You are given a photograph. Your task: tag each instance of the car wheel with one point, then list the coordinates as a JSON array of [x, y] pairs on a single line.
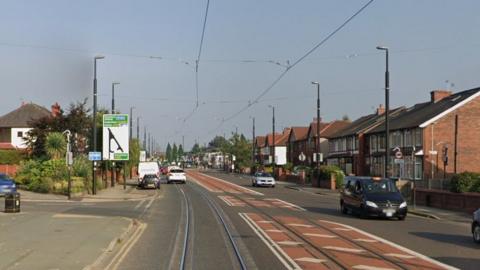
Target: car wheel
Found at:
[[476, 233], [363, 212], [343, 209]]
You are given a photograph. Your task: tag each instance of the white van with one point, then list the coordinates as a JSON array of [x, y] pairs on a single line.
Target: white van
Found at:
[[148, 168]]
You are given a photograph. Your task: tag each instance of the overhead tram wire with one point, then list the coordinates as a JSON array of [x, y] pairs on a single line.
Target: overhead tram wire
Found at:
[[290, 67]]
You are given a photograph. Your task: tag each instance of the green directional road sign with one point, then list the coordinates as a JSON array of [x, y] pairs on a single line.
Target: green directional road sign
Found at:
[[115, 137]]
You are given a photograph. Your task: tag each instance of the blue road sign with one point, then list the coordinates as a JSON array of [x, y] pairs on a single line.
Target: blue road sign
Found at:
[[94, 156]]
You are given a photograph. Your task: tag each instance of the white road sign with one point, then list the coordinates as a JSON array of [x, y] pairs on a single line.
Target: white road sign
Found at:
[[115, 137]]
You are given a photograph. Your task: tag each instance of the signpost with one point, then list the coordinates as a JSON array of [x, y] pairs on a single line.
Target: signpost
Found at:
[[115, 137]]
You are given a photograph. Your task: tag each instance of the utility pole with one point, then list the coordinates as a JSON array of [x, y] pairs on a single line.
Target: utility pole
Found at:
[[387, 109], [273, 139], [318, 141], [94, 180]]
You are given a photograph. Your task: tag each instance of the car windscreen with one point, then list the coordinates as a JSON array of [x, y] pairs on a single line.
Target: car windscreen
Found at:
[[381, 186]]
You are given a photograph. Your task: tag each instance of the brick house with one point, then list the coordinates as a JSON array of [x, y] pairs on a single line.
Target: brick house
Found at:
[[297, 144], [14, 125], [281, 140], [326, 132], [446, 128], [347, 146]]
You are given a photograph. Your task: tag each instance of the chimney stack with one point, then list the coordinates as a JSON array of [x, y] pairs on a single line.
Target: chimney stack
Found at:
[[437, 95], [56, 111], [380, 109]]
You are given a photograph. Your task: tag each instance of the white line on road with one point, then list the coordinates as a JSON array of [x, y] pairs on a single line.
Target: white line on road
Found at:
[[276, 250], [139, 204]]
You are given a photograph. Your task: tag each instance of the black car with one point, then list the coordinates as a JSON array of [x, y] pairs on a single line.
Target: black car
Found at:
[[371, 196], [150, 181]]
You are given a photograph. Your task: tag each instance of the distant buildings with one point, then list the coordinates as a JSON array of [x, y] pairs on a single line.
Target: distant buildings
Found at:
[[15, 125]]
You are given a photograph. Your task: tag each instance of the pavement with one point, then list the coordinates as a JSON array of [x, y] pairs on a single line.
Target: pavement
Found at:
[[423, 211], [86, 232]]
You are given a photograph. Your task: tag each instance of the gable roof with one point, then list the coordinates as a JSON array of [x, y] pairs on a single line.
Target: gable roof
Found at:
[[364, 124], [299, 133], [423, 114], [22, 116]]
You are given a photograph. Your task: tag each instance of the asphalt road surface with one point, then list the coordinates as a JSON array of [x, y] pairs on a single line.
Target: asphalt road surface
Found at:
[[219, 221]]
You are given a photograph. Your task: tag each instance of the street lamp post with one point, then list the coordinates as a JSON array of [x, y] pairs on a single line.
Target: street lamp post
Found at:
[[273, 138], [317, 141], [94, 178], [387, 109], [113, 96]]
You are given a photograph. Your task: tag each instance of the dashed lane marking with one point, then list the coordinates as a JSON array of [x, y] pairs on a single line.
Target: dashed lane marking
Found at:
[[351, 250], [320, 235], [366, 267], [401, 256], [310, 260]]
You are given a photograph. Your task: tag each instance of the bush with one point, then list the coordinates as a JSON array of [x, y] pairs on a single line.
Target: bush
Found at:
[[11, 156], [465, 182]]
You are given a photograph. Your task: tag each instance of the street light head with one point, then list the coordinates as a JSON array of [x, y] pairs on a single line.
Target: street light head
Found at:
[[383, 48]]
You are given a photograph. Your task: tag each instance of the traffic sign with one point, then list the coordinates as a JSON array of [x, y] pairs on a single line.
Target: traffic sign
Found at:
[[115, 137], [94, 156]]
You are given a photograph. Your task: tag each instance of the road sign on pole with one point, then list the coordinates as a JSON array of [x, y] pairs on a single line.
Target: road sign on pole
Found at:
[[115, 137]]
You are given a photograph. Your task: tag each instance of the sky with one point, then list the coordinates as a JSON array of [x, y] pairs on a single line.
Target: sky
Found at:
[[150, 47]]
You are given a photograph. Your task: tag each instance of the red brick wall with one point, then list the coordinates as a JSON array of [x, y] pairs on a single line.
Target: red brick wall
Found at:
[[468, 141]]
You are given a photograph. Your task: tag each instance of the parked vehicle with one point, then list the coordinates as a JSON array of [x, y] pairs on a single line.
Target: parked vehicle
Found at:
[[150, 181], [7, 185], [176, 175], [371, 196], [263, 179], [476, 226], [145, 168]]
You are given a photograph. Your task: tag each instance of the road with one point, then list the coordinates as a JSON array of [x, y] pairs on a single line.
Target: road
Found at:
[[218, 221]]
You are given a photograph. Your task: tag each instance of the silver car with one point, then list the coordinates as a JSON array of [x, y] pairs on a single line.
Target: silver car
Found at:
[[263, 179], [476, 226]]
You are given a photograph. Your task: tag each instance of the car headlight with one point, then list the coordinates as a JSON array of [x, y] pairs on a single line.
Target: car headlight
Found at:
[[371, 204]]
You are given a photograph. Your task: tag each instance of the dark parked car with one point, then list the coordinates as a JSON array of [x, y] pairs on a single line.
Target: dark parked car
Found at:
[[476, 226], [7, 185], [150, 181], [371, 196]]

════════════════════

[任务简述]
缩放材料中从含有“of the blue”的那一行起，一直到含有“[[94, 156]]”的那一行为止（首尾两行均包括）的全部内容，连同其中的请求一并原样重写，仅输出这几行。答案中的每个坐标值乘以 1.45 后四舍五入取整（恰为 .5 时进位），请求文字及其格式示例中的数字保持不变。

[本题解答]
You are given a photograph. Your task: tag each instance of the blue road sign with one point, then list the coordinates as a JSON array of [x, y] pairs on a single line.
Target: blue road sign
Found at:
[[136, 226]]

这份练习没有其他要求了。